Because the images are not wanted, restate every line below word for word without them.

☆ ☆ ☆ ☆ ☆ ☆ ☆

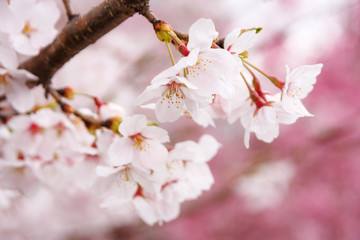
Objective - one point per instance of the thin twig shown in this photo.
(79, 33)
(68, 10)
(89, 121)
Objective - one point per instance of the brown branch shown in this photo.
(79, 33)
(89, 121)
(68, 10)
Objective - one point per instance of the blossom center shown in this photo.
(200, 67)
(294, 92)
(139, 142)
(28, 29)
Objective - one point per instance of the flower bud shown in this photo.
(67, 92)
(162, 30)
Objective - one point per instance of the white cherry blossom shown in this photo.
(13, 81)
(140, 145)
(188, 168)
(299, 83)
(175, 96)
(39, 19)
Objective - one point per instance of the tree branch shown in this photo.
(68, 10)
(79, 33)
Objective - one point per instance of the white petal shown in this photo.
(104, 171)
(201, 34)
(303, 78)
(169, 109)
(156, 133)
(239, 43)
(8, 57)
(209, 147)
(149, 93)
(152, 157)
(10, 21)
(19, 96)
(145, 210)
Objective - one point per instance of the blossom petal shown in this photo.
(19, 96)
(238, 42)
(132, 125)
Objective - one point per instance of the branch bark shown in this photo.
(79, 33)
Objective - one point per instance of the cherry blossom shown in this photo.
(299, 83)
(13, 81)
(175, 95)
(140, 144)
(188, 169)
(38, 21)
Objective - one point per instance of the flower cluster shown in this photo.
(126, 161)
(138, 171)
(127, 169)
(25, 27)
(211, 82)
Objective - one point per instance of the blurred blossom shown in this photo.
(266, 186)
(304, 185)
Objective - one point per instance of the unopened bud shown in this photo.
(114, 123)
(183, 50)
(162, 30)
(67, 92)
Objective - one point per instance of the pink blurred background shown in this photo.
(303, 186)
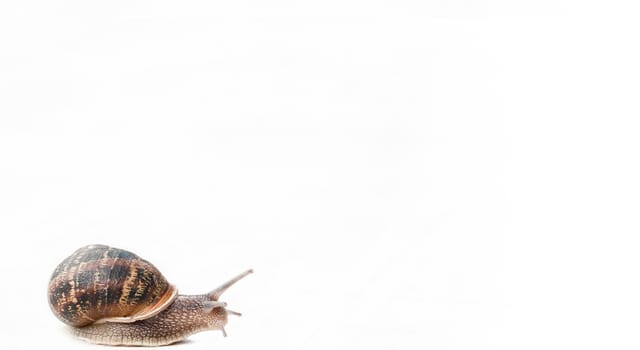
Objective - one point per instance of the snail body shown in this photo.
(111, 296)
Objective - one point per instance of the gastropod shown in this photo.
(111, 296)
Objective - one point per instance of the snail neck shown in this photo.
(189, 314)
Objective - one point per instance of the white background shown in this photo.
(400, 174)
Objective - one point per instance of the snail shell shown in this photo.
(98, 284)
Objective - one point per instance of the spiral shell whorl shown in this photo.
(98, 282)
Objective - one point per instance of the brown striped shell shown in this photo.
(98, 283)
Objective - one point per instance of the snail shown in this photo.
(111, 296)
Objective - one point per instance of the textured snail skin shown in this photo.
(113, 297)
(186, 316)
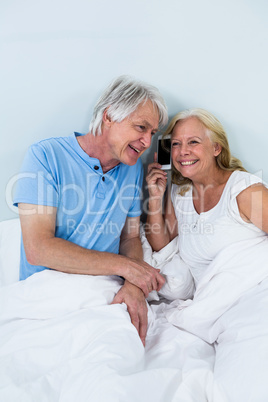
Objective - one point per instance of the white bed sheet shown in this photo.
(61, 340)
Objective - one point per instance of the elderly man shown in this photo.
(79, 196)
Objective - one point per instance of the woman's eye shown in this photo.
(141, 128)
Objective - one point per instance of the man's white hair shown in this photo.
(122, 97)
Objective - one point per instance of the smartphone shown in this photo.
(163, 152)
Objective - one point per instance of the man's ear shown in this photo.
(106, 119)
(217, 149)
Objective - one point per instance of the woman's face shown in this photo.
(193, 153)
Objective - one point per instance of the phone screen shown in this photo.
(163, 155)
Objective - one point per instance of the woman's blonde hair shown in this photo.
(224, 160)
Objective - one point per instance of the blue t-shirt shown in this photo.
(91, 206)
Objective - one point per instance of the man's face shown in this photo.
(128, 139)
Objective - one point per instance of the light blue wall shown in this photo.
(58, 55)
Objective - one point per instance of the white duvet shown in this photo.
(61, 340)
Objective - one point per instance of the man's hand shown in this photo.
(134, 298)
(143, 275)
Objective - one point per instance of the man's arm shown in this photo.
(43, 248)
(131, 295)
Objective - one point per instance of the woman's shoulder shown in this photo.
(241, 180)
(180, 192)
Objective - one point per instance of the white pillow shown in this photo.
(10, 238)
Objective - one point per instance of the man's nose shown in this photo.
(146, 139)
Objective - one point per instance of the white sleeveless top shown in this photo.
(202, 236)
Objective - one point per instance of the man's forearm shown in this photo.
(132, 248)
(65, 256)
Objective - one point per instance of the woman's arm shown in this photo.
(253, 206)
(161, 227)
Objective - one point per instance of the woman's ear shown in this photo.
(217, 149)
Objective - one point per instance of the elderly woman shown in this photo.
(220, 214)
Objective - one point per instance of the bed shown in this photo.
(62, 340)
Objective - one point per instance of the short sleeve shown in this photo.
(35, 182)
(242, 180)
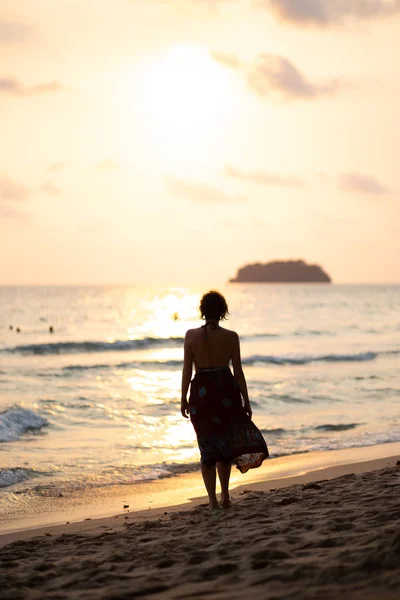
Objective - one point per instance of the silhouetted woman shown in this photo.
(222, 421)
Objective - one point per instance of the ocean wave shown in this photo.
(303, 360)
(247, 361)
(127, 365)
(15, 475)
(339, 427)
(16, 421)
(277, 431)
(92, 346)
(116, 475)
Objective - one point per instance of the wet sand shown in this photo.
(331, 533)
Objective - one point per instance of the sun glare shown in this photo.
(184, 104)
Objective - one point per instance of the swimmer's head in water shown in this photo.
(213, 307)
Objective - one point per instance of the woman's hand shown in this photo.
(248, 410)
(185, 409)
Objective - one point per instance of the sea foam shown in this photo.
(16, 421)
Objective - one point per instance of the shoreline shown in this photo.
(327, 538)
(94, 510)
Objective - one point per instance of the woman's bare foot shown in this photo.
(213, 504)
(225, 501)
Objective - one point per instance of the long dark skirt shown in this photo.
(225, 433)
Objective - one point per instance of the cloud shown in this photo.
(50, 188)
(11, 190)
(200, 192)
(57, 166)
(13, 87)
(108, 165)
(276, 75)
(354, 182)
(11, 32)
(322, 13)
(265, 178)
(9, 212)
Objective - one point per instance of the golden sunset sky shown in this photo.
(173, 141)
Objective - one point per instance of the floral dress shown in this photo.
(225, 432)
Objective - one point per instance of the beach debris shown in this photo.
(289, 500)
(311, 486)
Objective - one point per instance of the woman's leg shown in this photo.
(210, 477)
(224, 473)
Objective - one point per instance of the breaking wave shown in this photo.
(16, 421)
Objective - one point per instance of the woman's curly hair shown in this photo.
(213, 307)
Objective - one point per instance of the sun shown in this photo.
(183, 102)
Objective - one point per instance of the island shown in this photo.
(281, 271)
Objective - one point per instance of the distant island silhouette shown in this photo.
(281, 271)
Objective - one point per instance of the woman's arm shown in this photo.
(239, 375)
(186, 375)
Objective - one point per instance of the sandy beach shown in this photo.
(329, 533)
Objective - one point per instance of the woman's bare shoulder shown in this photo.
(192, 332)
(229, 332)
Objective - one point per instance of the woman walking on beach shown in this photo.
(225, 432)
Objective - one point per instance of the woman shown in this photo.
(225, 432)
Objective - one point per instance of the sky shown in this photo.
(173, 141)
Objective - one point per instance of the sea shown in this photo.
(90, 378)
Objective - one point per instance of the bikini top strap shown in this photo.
(209, 349)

☆ ☆ ☆ ☆ ☆ ☆ ☆

OUTPUT OF THE TASK:
Objective - one point per instance of the thin twig shown in this photo.
(79, 33)
(68, 10)
(89, 121)
Objective - one point per instance of the brown branch shown in this photo.
(79, 33)
(89, 121)
(68, 10)
Objective - one point per instance of the blossom center shown in this photo.
(200, 67)
(294, 92)
(139, 142)
(28, 29)
Objective - one point per instance of the flower bud shown in this photo.
(67, 92)
(162, 30)
Objective - one point per instance of the white cherry blossom shown in this photo.
(13, 81)
(140, 145)
(188, 168)
(299, 83)
(175, 96)
(39, 19)
Objective - one point per instance of the tree branch shown in this photo.
(68, 10)
(79, 33)
Objective - one point per instance of the white petal shown in this photo.
(104, 171)
(201, 34)
(303, 78)
(169, 109)
(156, 133)
(239, 43)
(8, 57)
(209, 147)
(149, 93)
(152, 157)
(10, 21)
(19, 96)
(145, 210)
Objective - one point per instance of the blossom petal shown in this photo.
(19, 96)
(238, 42)
(132, 125)
Objective - one point per instance of the branch bark shown in this photo.
(79, 33)
Objective - one point per instance of the cherry blossom shown in this photo.
(299, 83)
(13, 81)
(175, 95)
(140, 144)
(188, 169)
(38, 21)
Objective - one point per instance of the flower cluster shown in this photo.
(126, 161)
(138, 171)
(127, 169)
(25, 27)
(211, 82)
Objective - one point per instance of the blurred blossom shown in this photo.
(266, 186)
(304, 185)
Objective - one point per instance of the unopened bud shown in this photo.
(114, 123)
(183, 50)
(162, 30)
(67, 92)
Objective - one point per instance of the pink blurred background shown in this photo.
(303, 186)
Objective - one point per instance of the snail body shown in this photo.
(111, 296)
Objective - one point per instance of the gastropod shown in this photo.
(111, 296)
Objective - one point per instance of the snail neck shown in this photo.
(189, 314)
Objective - one point per instance of the white background shown in this photo.
(400, 174)
Objective - one point per instance of the snail shell shown in this photo.
(98, 284)
Objective - one point per instance of the spiral shell whorl shown in this photo.
(98, 282)
Objective - one point per instance of the brown striped shell shown in this photo.
(98, 283)
Objective - one point per instance of the snail shown in this photo.
(111, 296)
Objective - one point per instance of the textured snail skin shown in this photo.
(113, 297)
(186, 316)
Objective - one point per instance of the white bed sheet shown in this photo.
(61, 340)
Objective - one point per instance of the elderly man shown in this photo.
(79, 196)
Objective - one point per instance of the woman's eye shown in this photo.
(141, 128)
Objective - one point per instance of the man's white hair shown in this photo.
(122, 97)
Objective - one point per instance of the smartphone shown in this photo.
(163, 152)
Objective - one point per instance of the man's ear shown in this photo.
(106, 119)
(217, 149)
Objective - one point per instance of the woman's face shown in this photo.
(193, 153)
Objective - one point per instance of the phone screen shown in this photo.
(163, 155)
Objective - one point per instance of the woman's blonde hair shown in this photo.
(224, 160)
Objective - one point per instance of the blue t-shirt shown in this photo.
(91, 206)
Objective - one point per instance of the man's face shown in this photo.
(128, 139)
Objective - one point per instance of the light blue wall shown in this photo.
(58, 55)
Objective - one point per instance of the white duvet shown in this photo.
(61, 340)
Objective - one point per instance of the man's hand shown in this photo.
(134, 298)
(143, 275)
Objective - one point per instance of the man's arm shown in this photo.
(43, 248)
(131, 295)
Objective - one point per instance of the woman's shoulder shown in this photo.
(241, 180)
(180, 192)
Objective - one point per instance of the white pillow shown in this photo.
(10, 238)
Objective - one point per instance of the man's nose shown in this photo.
(146, 139)
Objective - one point per instance of the white sleeveless top shown in this photo.
(202, 236)
Objective - one point per instance of the man's forearm shown in this photo.
(132, 248)
(65, 256)
Objective - one point per instance of the woman's arm shown in this photo.
(253, 206)
(161, 227)
Objective - one point per instance of the woman's ear shown in this photo.
(217, 149)
Objective - one point per instance of the elderly woman shown in this photo.
(220, 214)
Objective - one point per instance of the bed shown in this photo.
(62, 340)
Objective - one point per instance of the short sleeve shown in this photo.
(35, 182)
(242, 180)
Objective - one point per instance of the silhouetted woman shown in this photo.
(222, 421)
Objective - one point per instance of the ocean wave shown in this photo.
(303, 360)
(247, 361)
(127, 365)
(15, 475)
(339, 427)
(16, 421)
(277, 431)
(92, 346)
(116, 475)
Objective - one point per instance of the wet sand shown in this photo.
(331, 533)
Objective - one point per instance of the sun glare shown in this photo.
(184, 104)
Objective - one point per instance of the swimmer's head in water shown in this photo.
(213, 307)
Objective - one point per instance of the woman's hand shown in this photo.
(248, 410)
(185, 409)
Objective - one point per instance of the sea foam shown in this photo.
(16, 421)
Objective - one point per instance of the shoreline shown in this photo.
(327, 538)
(94, 510)
Objective - one point per instance of the woman's bare foot shown in this photo.
(213, 504)
(225, 501)
Objective - one point per instance of the long dark skirt shown in this photo.
(225, 433)
Objective - one point per instance of the cloud shown in this photo.
(50, 188)
(11, 190)
(200, 192)
(57, 166)
(13, 87)
(108, 165)
(276, 75)
(354, 182)
(11, 32)
(322, 13)
(265, 178)
(9, 212)
Objective - one point per instance of the golden sunset sky shown in this photo.
(173, 141)
Objective - one point per instance of the floral dress shown in this photo.
(225, 432)
Objective - one point per instance of the beach debris shown in this photo.
(289, 500)
(311, 486)
Objective - one point per instance of the woman's leg shown in this photo.
(210, 477)
(224, 473)
Objective - one point per instance of the breaking wave shown in this photo.
(16, 421)
Objective - one point per instance of the woman's curly hair shown in this photo.
(213, 307)
Objective - one point per instance of the sun shown in this photo.
(183, 102)
Objective - one point per instance of the island shown in this photo.
(281, 271)
Objective - one point per instance of the distant island silhouette shown in this photo.
(281, 271)
Objective - one point per instance of the woman's arm shown in this photo.
(239, 375)
(186, 375)
Objective - one point per instance of the sandy beach shown in this photo.
(329, 533)
Objective - one point per instance of the woman's bare shoulder shown in this photo.
(192, 332)
(229, 332)
Objective - one point per instance of the woman walking on beach shown in this photo.
(225, 432)
Objective - one point per instance of the woman shown in this photo.
(225, 432)
Objective - one point per instance of the sky shown in this photo.
(173, 141)
Objective - one point per instance of the sea shown in this photo.
(90, 378)
Objective - one point per instance of the bikini top strap shown in this photo.
(209, 349)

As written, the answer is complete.